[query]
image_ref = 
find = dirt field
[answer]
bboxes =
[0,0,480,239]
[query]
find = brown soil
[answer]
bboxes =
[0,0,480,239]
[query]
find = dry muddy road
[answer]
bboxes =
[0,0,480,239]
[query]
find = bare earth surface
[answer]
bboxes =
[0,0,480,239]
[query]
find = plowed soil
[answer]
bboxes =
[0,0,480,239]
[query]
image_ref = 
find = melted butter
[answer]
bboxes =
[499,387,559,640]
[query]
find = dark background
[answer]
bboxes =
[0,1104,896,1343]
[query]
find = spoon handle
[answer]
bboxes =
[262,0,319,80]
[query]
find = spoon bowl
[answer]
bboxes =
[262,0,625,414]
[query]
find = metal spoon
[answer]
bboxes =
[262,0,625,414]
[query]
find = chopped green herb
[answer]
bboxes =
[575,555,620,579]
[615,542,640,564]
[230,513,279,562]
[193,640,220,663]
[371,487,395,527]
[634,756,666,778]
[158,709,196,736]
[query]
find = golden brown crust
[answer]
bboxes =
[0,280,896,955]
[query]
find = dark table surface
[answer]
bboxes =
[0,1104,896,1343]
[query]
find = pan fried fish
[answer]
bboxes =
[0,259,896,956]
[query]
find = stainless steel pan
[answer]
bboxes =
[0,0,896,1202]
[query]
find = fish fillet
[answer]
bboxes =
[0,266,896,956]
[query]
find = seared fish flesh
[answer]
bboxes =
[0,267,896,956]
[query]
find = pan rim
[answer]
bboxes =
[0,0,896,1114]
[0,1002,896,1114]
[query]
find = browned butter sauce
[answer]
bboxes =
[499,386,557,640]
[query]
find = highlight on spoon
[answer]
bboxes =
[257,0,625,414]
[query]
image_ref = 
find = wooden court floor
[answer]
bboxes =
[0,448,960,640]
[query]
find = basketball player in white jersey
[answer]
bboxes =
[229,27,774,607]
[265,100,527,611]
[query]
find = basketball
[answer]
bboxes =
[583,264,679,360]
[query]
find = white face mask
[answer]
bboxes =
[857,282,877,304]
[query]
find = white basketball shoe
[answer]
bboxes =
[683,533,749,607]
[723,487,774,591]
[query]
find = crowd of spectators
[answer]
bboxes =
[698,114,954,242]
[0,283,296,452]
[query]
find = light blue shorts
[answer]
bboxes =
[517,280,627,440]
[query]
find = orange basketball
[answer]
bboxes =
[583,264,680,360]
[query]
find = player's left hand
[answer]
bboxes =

____________________

*PROBLEM DETAILS:*
Format the records as a numbered list, running from the first line of the records through the line that contains "[723,487,774,591]", with both of those lines included and any blank lines left out.

*RESPONSE BELOW:*
1. [query]
2. image_ref = 
3. find = dirt field
4. [answer]
5. bboxes =
6. [0,0,480,239]
7. [query]
8. find = brown soil
9. [answer]
10. bboxes =
11. [0,0,480,239]
12. [query]
13. find = dry muddy road
14. [answer]
15. bboxes =
16. [0,0,480,239]
17. [query]
18. find = bare earth surface
19. [answer]
20. bboxes =
21. [0,0,480,239]
22. [query]
23. find = plowed soil
24. [answer]
25. bboxes =
26. [0,0,480,239]
27. [query]
28. image_ref = 
29. find = melted butter
30. [answer]
31. bboxes =
32. [499,387,559,640]
33. [query]
34. find = dark background
35. [answer]
36. bboxes =
37. [0,1104,896,1343]
38. [query]
39. find = spoon handle
40. [answer]
41. bboxes =
42. [262,0,319,80]
43. [query]
44. find = spoon bowl
45. [answer]
46. bboxes =
47. [262,0,625,414]
48. [query]
49. find = metal spoon
50. [answer]
51. bboxes =
52. [262,0,625,414]
53. [query]
54. find = chopped green herb
55. [answer]
56. bboxes =
57. [575,555,620,579]
58. [615,542,640,564]
59. [230,513,279,562]
60. [193,640,220,663]
61. [371,487,395,527]
62. [634,756,666,778]
63. [158,709,196,736]
64. [query]
65. find = golden brown crust
66. [answer]
67. bboxes =
68. [0,280,896,955]
69. [query]
70. find = dark table surface
71. [answer]
72. bboxes =
73. [0,1104,896,1343]
74. [query]
75. find = pan fried fish
76. [answer]
77. bboxes =
78. [0,259,896,956]
79. [query]
80. find = stainless steel pan
81. [answer]
82. bboxes =
83. [0,0,896,1202]
84. [query]
85. find = fish fillet
86. [answer]
87. bboxes =
88. [0,266,896,956]
89. [query]
90. find = seared fish flesh
91. [answer]
92. bboxes =
93. [0,267,896,956]
94. [query]
95. find = pan rim
96. [answer]
97. bboxes =
98. [0,0,896,1114]
99. [0,1002,896,1114]
100. [query]
101. find = browned butter sauce
102. [answer]
103. bboxes =
104. [499,386,557,640]
105. [query]
106. find = highlight on spoon
107. [answer]
108. bboxes =
109. [257,0,625,414]
110. [query]
111. image_ref = 
112. find = wooden court floor
113. [answer]
114. bboxes =
115. [0,448,960,640]
116. [query]
117. find = basketball player in white jersey
118. [answer]
119. bboxes =
120. [229,27,774,607]
121. [265,100,527,611]
122. [query]
123. find = basketball
124. [answer]
125. bboxes =
126. [583,264,679,360]
127. [query]
128. find = white face mask
129. [answer]
130. bboxes =
131. [857,282,877,304]
132. [query]
133. find = white basketball shoe
134. [answer]
135. bboxes =
136. [683,533,749,607]
137. [723,487,774,591]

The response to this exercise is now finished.